== Passage for review

Pre-Trial Chamber II of the International Criminal Court (ICC) issued a decision on July 9, unanimously confirming charges against Sudanese militia leader Ali Muhammad Ali Abd-Al-Rahman. Consequently, Abd-Al-Rahman, who is also known as Ali Kushayb, was committed to trial before an ICC trial chamber. Abd-Al-Rahman was a top commander of the Janjaweed militia, and one of the most senior leaders in the tribal hierarchy in Wadi Salih locality, Central Darfur state. He is also a leader of the Popular Defense Forces, the more regularized successor to the Janjaweed. He is alleged to have led pro-government campaigns against Darfur rebel groups, ultimately displacing 40,000 and murdering 300 civilians.
Ethiopia's federal government announced a ceasefire in Tigray region on July 2. The Ethiopian National Defense Force and the federally-recognized Provisional Tigray Administration left Tigray's capital Mekelle as part of the ceasefire, pausing eight months of war. The Tigray Defense Force, loyal to the ousted regional government and now in rebellion, has not agreed to the government's ceasefire. Rosemary DiCarlo, the UN Under-Secretary-General for Political & Peacebuilding Affairs, said "we urge the TDF to endorse the ceasefire immediately and completely."
The government of Eswatini, Africa's last absolute monarchy, has launched what Amnesty International calls a "ruthless crackdown" in response to pro-democracy protests, with dozens killed and many others tortured, detained or abducted. At least 150 protesters have been hospitalized for injuries, including gunshot wounds sustained from live ammunition fired by the police. The military has also been deployed to the streets. Protests broke out last month, following the mysterious death of a 25-year-old law student, Thabani Nkomonye, in May, allegedly at the hands of the police. His body was found on a field in Nhlambeni, outside the city of Manzini. In late June, these protests grew into daily marches in several cities and towns around the kingdom. While the demonstrations were mostly peaceful, there were instances in which businesses linked to the monarchy were looted and torched. The protests have waned since the wave of repression was unleashed, but the opposition People's United Democratic Movement (PUDEMO) pledges to carry on the struggle.
France is to reduce its forces battling jihadists in the Sahel—a seven-year deployment that has failed to stem the violence, and which has proved increasingly unpopular both in the region and domestically. President Emmanuel Macron said on June 10 there would be a "profound transformation" of its Operation Barkhane, with France relying more on special forces, air power, and cooperation with allies. The details of the plan will be finalized by the end of June, he added. France has suffered a recent setback in the Sahel with the death of its close ally, Chadian leader Idriss Déby, and an increasingly complicated relationship with Mali—the focus of Barkhane's 5,100-strong intervention. Earlier this month, Paris suspended joint military operations with Malian forces after a second coup. Macron has also refused to support moves by some Sahelian countries to open negotiations with jihadists, and has suggested that African partners have not pulled their weight in the counter-insurgency fight—a conflict widely seen as militarily unwinnable.

====

The problem: Write out the portion of the Africa news roundup above that begins with the words containing "Pre-Trial Chamber II" and ends with "murdering 300 civilians.", word for word.

== Available data

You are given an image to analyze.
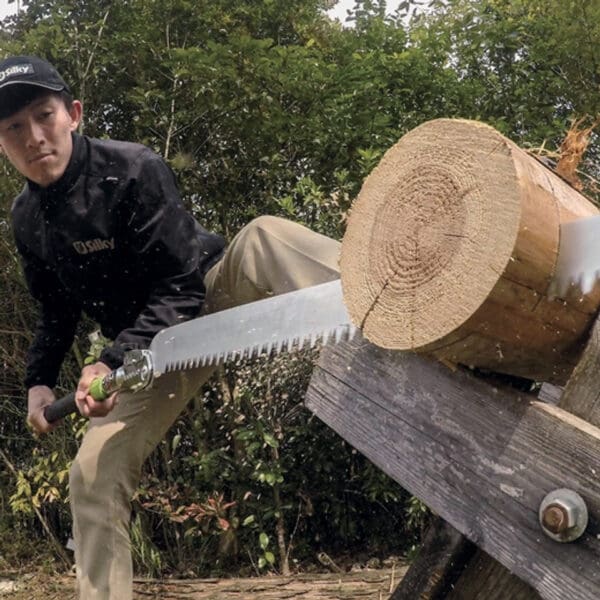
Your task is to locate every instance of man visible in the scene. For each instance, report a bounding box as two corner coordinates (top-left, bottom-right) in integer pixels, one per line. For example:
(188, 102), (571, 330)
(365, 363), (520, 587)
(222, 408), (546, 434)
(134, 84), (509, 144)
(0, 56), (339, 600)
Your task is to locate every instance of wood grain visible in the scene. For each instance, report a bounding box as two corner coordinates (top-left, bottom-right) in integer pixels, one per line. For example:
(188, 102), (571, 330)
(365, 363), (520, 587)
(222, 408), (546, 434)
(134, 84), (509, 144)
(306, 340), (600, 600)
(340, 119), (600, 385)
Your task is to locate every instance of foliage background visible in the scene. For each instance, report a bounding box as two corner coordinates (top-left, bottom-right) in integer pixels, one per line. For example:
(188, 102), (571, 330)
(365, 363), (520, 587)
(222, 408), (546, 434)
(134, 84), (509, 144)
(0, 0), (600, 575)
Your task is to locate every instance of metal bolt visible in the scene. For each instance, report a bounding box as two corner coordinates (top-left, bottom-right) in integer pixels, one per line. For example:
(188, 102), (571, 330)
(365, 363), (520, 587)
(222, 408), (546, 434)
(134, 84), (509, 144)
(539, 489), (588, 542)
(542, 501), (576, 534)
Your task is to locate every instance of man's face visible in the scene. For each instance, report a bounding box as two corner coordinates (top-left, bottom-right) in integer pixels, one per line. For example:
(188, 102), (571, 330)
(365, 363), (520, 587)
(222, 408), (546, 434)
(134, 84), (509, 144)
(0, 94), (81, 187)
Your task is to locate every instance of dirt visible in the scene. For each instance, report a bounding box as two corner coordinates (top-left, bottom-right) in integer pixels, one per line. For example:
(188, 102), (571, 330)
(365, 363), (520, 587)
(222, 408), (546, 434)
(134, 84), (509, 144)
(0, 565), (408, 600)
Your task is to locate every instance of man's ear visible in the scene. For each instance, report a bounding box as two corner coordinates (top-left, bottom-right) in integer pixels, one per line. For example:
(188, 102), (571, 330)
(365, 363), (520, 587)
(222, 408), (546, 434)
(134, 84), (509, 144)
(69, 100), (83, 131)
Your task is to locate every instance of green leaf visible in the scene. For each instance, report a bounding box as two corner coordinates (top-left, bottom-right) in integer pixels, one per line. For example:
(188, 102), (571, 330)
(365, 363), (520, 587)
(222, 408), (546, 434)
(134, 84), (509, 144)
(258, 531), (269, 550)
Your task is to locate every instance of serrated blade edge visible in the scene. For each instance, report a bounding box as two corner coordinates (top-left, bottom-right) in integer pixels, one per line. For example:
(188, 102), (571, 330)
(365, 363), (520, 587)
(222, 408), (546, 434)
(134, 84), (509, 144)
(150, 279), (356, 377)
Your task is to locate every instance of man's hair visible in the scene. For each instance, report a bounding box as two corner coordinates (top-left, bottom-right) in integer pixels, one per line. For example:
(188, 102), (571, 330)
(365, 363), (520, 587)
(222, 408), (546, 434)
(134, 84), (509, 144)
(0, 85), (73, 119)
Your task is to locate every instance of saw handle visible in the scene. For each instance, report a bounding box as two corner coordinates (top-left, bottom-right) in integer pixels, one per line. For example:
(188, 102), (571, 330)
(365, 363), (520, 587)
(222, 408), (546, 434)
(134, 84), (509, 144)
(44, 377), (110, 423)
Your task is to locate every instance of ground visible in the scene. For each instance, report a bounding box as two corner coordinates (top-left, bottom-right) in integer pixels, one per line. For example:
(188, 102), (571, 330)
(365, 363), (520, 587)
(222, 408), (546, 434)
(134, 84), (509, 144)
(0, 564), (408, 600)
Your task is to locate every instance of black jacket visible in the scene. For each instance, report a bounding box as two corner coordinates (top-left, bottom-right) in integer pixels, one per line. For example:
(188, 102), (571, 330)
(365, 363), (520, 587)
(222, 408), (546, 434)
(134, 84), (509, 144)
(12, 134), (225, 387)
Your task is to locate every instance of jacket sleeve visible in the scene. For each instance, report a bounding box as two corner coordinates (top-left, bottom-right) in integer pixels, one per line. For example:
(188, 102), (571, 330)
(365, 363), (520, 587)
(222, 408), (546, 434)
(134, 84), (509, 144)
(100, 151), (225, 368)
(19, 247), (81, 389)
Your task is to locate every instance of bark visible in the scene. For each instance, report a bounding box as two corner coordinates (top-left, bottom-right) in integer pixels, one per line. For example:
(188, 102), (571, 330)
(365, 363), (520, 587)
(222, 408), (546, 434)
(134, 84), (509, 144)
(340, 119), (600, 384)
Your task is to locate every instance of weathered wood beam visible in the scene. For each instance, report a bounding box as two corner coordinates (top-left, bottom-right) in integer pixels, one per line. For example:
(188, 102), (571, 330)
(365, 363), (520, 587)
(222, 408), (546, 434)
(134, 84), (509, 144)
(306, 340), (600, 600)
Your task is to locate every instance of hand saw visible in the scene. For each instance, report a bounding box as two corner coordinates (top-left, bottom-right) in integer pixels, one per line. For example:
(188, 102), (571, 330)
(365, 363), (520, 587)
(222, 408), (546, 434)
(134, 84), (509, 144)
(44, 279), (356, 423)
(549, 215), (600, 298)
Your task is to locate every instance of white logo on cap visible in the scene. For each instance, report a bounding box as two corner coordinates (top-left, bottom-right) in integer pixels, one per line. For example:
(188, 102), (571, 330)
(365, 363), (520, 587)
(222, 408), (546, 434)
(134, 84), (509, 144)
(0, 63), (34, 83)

====

Written solution:
Pre-Trial Chamber II of the International Criminal Court (ICC) issued a decision on July 9, unanimously confirming charges against Sudanese militia leader Ali Muhammad Ali Abd-Al-Rahman. Consequently, Abd-Al-Rahman, who is also known as Ali Kushayb, was committed to trial before an ICC trial chamber. Abd-Al-Rahman was a top commander of the Janjaweed militia, and one of the most senior leaders in the tribal hierarchy in Wadi Salih locality, Central Darfur state. He is also a leader of the Popular Defense Forces, the more regularized successor to the Janjaweed. He is alleged to have led pro-government campaigns against Darfur rebel groups, ultimately displacing 40,000 and murdering 300 civilians.